Extract provided →
--------------------

14. Steve Cohen and the Mets
He's the owner Mets fans have craved for years — a billionaire who bleeds blue and orange. Cohen doesn't need the Mets to make money; he's taken care of that already with an estimated net worth of $14 billion, earned as a master hedge-fund manager. He bought the Mets because he's loved them since they played at the Polo Grounds, and he's ready to do what the Wilpons wouldn't in the last dozen years or so: spend like a team in the nation's biggest market. Cohen will trust Sandy Alderson to spend his fortune wisely, and he'll spare no expense to build a lasting winner, but there's ultimately a list of things no owner can control. What he can do, though, is create an open line of dialogue with fans, as he's done on Twitter, and take a fresh look at the ballpark experience in Queens. Expect Cohen's savvy, innovative and well-financed leadership to burnish the reputation of a team that's too often been known for comedy and chaos. Whether or not the Mets meet Cohen's goal of a World Series title within five years, it might be time to retire the #LOLMets hashtag for good.

--------------------

Natural-language object grounding data →

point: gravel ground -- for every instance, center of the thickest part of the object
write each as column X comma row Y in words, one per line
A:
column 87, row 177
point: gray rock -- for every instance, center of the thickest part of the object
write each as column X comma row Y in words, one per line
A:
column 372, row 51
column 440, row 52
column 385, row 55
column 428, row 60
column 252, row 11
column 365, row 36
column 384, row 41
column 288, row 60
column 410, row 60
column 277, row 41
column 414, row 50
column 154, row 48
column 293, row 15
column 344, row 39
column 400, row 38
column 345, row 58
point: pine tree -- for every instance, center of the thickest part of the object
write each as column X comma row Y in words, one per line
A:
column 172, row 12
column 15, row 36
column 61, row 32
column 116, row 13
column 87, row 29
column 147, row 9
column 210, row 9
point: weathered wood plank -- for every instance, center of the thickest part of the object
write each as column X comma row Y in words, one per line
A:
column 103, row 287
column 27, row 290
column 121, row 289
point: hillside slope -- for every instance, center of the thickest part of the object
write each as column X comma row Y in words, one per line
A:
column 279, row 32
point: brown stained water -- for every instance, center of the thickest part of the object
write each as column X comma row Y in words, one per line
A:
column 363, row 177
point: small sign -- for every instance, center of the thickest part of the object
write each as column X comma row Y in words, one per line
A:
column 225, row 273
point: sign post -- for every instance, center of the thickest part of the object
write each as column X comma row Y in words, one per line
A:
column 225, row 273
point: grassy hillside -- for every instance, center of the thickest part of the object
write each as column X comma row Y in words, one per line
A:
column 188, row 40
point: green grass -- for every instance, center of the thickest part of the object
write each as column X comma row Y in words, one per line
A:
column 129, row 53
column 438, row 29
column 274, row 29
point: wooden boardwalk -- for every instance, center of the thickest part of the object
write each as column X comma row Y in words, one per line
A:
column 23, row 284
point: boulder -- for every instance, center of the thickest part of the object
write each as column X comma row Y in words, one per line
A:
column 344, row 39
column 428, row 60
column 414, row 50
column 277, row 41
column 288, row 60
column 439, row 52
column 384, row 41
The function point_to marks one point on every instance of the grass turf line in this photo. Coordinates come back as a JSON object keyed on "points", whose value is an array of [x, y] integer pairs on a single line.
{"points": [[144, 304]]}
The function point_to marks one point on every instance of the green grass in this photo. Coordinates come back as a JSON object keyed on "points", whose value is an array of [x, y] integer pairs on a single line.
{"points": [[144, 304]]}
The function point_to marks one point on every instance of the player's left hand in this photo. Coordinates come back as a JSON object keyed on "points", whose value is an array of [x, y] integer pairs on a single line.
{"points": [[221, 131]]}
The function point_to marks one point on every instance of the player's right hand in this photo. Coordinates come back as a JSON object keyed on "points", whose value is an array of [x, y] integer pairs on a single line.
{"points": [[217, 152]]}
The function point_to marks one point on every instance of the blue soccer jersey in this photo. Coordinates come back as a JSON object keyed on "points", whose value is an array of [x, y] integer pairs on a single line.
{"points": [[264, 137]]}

--------------------

What to do →
Decide whether each statement below agrees with the passage on Steve Cohen and the Mets. Answer yes or no for each, and quote the exact words from the passage that settle it.
1. Cohen's net worth is estimated at $14 billion.
2. Cohen has set a goal of a World Series title within three years.
3. Cohen has opened a line of dialogue with fans on Twitter.

Reply →
1. Yes: "an estimated net worth of $14 billion"
2. No: "Cohen's goal of a World Series title within five years"
3. Yes: "create an open line of dialogue with fans, as he's done on Twitter"